(Page):
━━━
Chitimacha (chit1248, Isolate; Hieber 2018: 25)
hus nehe ʔapš kʼet-iʔi
3sg self mm kill(sg)-nf;sg
‘He killed himself.’

Most MMs are synthetic, that is, they constitute bound verbal morphology. This ties in with the earlier observation that MMs are often historically old. Synthetic MMs can further be distinguished into specialized versus cumulative MMs.

Specialized MMs are those that express middle-related functions only. Specialized MMs are predominantly dedicated affixes.[12] Arguments can be made for a more derivational-like status of these affixes in individual languages (e.g. Bybee 1985: 81–82; Haspelmath and Müller-Bardey 2004: 1139): their occurrence is often optional, they occur closer to the verbal root than TAM/polarity/person markers, and their use appears to be less systematic than inflectional morphology (but see also Say 2005 and Spencer 2014: 90–108 for discussion). Moreover, MMs can also add non-valency related meanings and may even be involved in other word-formation processes (Section 4.3.1). This is in line with the well-known fact that among grammatical categories of verbs, valence and voice are more likely to be expressed derivationally (see Bybee 1985: 29–32).

Based on their position, specialized MMs appear as suffixes, prefixes, infixes, and circumfixes, as exemplified in (11):

Suffix: Oromo (nucl1736, Afro-Asiatic, Cushitic; Fufa Teso 2009: 81)
gub- at -e
burn- mid
‘(The house) burns’
Prefix: Bwatoo (bwat1240, Austronesian, Oceanic; Bril 2005: 48)
le ve -hnyam
3pl mid-love
‘They love each other.’
Circumfix: Cavineña (cavi1250, Isolate; Guillaume 2008: 269)
Señora ka -peta- ti -wa espejo=ju.
lady mirror=loc
‘The lady looked at herself in the mirror.’
Infix: Tzeltal (cavi1250, Mayan, Core Mayan; Polian 2013: 55)
sut ‘turn (tr.)’ → su- j- t’ ‘turn (intr.).mid’

Cumulative MMs also co-express other grammatical categories such as TAM and agreement. The lower frequency of this class is unsurprising, and reflects a tendency for voice, TAM, and agreement to be expressed separately (Auderset 2015; Bickel and Nichols 2013b).

An example of cumulative MM is the inflectional Middle Voice of Ancient Greek in (1). This type is pervasive in ancient Indo-European languages. Consider the Hittite Middle inflection, illustrated in Table 3 (Hoffner and Melchert 2008: 180–184). In Hittite, verbal voice is an inflectional category, in the sense that each verb must be marked for voice, either Active or Middle. Together with voice, endings cumulatively express tense, mood and person/number agreement.[13]

Table 3:

Active and Middle inflection in Hittite.
━━━
(Stated task a):
Answer these questions using the text on middle markers, one answer per line, marked as the questions are:
(i) What does the text say most MMs are?
(ii) In which four positions do specialized MMs appear?
(iii) In Hittite, which two voices can each verb be marked for?

(Point labeling examples):
━━━
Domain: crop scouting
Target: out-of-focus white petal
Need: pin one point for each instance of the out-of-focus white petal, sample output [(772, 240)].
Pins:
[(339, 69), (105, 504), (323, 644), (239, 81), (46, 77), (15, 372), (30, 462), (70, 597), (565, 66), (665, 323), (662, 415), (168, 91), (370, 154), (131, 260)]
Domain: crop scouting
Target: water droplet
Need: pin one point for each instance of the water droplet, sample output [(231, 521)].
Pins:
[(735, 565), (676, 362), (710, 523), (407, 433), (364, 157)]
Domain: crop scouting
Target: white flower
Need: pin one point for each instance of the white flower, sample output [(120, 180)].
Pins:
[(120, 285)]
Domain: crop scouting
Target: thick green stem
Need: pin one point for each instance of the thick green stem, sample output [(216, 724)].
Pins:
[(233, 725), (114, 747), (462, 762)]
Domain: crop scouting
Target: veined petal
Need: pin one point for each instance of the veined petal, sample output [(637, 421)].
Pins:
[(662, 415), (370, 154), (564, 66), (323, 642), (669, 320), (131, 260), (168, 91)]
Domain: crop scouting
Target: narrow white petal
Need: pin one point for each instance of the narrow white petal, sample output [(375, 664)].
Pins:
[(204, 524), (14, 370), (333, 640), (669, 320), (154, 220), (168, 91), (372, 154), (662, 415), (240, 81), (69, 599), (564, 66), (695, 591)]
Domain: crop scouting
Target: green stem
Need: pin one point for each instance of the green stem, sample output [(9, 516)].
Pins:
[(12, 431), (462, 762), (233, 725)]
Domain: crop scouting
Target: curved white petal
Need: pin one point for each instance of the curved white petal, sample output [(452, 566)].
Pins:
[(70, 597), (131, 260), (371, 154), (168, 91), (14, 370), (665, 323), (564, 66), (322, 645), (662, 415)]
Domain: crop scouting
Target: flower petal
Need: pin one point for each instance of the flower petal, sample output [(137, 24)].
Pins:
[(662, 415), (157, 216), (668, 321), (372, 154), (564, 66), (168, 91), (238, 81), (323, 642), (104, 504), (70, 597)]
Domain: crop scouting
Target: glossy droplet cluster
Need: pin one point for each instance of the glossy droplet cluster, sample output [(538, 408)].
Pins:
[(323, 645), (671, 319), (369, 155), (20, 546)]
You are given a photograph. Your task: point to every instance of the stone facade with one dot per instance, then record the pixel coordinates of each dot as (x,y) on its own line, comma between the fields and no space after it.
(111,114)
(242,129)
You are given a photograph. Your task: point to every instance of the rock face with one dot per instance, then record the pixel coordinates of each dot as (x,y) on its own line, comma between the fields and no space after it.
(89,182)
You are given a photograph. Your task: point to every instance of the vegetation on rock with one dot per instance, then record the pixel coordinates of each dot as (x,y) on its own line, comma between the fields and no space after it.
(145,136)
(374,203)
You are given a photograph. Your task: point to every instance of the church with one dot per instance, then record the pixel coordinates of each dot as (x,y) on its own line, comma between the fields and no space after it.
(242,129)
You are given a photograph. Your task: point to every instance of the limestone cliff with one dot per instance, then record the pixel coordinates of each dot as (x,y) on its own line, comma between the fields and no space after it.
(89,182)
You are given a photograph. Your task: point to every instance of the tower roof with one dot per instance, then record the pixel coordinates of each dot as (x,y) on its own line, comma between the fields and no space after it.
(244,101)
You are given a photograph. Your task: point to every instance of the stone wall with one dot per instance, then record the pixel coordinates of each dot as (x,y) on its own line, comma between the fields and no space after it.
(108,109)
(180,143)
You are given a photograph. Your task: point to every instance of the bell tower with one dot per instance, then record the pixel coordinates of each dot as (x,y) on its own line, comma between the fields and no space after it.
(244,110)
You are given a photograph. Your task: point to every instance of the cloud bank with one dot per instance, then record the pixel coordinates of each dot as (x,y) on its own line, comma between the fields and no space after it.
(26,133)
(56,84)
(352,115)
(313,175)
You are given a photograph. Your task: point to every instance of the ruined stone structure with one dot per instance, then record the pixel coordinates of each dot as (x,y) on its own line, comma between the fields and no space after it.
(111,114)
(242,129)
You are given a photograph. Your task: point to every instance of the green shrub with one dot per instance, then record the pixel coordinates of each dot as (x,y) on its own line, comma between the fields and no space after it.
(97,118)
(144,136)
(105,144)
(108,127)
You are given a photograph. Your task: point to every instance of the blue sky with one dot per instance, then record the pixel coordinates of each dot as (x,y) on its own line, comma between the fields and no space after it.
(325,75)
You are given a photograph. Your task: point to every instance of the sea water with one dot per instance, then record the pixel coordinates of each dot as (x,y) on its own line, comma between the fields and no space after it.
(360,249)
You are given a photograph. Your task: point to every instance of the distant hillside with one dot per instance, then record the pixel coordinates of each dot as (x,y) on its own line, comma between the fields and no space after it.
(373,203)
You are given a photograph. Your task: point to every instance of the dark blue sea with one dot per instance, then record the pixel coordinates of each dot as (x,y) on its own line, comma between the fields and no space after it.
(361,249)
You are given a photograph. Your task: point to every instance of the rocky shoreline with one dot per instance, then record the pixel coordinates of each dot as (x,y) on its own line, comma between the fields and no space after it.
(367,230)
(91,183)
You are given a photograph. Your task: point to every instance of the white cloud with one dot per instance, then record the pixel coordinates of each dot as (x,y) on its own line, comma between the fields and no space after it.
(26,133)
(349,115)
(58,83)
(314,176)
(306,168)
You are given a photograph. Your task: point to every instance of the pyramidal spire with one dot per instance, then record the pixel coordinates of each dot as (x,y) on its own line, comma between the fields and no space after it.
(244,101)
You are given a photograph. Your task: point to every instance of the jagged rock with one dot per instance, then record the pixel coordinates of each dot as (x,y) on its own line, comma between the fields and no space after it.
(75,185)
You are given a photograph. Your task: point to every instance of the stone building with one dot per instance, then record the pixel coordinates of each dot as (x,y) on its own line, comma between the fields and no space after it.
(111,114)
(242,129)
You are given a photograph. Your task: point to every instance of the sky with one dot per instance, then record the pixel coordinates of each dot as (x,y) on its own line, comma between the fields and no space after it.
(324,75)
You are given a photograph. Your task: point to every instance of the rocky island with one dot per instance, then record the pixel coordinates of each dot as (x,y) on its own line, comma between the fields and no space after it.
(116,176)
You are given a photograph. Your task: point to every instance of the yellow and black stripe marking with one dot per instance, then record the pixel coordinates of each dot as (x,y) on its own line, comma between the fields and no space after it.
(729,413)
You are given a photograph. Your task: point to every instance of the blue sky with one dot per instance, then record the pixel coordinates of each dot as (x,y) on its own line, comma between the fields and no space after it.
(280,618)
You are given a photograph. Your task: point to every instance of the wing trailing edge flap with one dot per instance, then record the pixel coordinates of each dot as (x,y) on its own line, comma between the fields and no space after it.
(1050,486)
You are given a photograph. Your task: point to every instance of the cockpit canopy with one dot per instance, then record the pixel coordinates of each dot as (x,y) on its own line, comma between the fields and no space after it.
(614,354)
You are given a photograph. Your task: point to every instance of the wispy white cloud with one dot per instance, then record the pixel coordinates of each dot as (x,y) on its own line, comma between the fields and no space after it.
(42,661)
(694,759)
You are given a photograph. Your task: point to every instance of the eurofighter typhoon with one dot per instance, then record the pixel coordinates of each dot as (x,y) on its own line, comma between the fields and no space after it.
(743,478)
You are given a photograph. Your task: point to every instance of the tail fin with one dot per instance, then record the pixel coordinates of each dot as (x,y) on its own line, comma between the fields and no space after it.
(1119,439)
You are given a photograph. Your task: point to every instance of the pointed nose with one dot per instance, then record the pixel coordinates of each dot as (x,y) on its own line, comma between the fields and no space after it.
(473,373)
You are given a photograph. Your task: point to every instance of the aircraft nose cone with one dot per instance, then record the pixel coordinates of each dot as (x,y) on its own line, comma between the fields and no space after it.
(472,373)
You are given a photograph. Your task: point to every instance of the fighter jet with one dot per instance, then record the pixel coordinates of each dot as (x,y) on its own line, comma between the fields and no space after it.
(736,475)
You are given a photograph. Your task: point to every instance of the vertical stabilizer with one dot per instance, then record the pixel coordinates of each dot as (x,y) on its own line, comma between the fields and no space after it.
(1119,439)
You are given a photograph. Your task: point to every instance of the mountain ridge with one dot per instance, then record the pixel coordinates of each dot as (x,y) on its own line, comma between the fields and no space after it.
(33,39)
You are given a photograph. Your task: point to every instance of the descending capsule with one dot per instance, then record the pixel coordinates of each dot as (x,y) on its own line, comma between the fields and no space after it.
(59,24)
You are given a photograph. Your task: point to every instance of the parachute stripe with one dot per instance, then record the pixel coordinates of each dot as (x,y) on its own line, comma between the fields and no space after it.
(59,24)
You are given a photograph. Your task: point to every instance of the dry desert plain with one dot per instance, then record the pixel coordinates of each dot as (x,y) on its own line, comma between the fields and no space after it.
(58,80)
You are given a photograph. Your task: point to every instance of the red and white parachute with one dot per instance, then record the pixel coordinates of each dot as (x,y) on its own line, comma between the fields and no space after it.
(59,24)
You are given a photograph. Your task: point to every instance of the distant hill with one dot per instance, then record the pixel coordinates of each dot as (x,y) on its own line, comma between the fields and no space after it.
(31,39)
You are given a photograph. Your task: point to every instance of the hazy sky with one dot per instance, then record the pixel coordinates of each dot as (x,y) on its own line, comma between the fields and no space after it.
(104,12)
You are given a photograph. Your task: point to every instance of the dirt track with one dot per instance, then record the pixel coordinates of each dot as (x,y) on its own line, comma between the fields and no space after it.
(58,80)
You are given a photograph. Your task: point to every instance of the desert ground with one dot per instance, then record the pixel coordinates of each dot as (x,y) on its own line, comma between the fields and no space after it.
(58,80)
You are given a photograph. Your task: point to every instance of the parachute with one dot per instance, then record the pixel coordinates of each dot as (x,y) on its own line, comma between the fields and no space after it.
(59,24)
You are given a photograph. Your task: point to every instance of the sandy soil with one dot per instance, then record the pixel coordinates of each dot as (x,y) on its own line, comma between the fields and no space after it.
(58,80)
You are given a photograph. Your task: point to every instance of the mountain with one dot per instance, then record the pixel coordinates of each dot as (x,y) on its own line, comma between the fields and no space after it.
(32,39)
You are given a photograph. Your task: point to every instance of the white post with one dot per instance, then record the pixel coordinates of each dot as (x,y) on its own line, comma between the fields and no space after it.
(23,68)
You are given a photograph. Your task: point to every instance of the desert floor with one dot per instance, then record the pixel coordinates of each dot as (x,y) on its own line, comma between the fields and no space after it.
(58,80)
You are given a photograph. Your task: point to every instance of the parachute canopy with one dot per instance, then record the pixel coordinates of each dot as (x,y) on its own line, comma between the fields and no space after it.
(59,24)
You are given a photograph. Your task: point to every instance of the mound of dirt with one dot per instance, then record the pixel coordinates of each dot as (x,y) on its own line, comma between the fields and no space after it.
━━━
(Stated task b):
In the entries, from the first line through the line containing "[(120, 285)]", substitute "field survey" for every "crop scouting" and write those lines out again with nothing else changed.

(Correct output a):
(i) Synthetic; they constitute bound verbal morphology.
(ii) As suffixes, prefixes, infixes, and circumfixes.
(iii) Active or Middle.

(Correct output b):
Domain: field survey
Target: out-of-focus white petal
Need: pin one point for each instance of the out-of-focus white petal, sample output [(772, 240)].
Pins:
[(339, 69), (105, 504), (323, 644), (239, 81), (46, 77), (15, 372), (30, 462), (70, 597), (565, 66), (665, 323), (662, 415), (168, 91), (370, 154), (131, 260)]
Domain: field survey
Target: water droplet
Need: pin one point for each instance of the water droplet, sample output [(231, 521)].
Pins:
[(735, 565), (676, 362), (710, 523), (407, 433), (364, 157)]
Domain: field survey
Target: white flower
Need: pin one point for each instance of the white flower, sample output [(120, 180)].
Pins:
[(120, 285)]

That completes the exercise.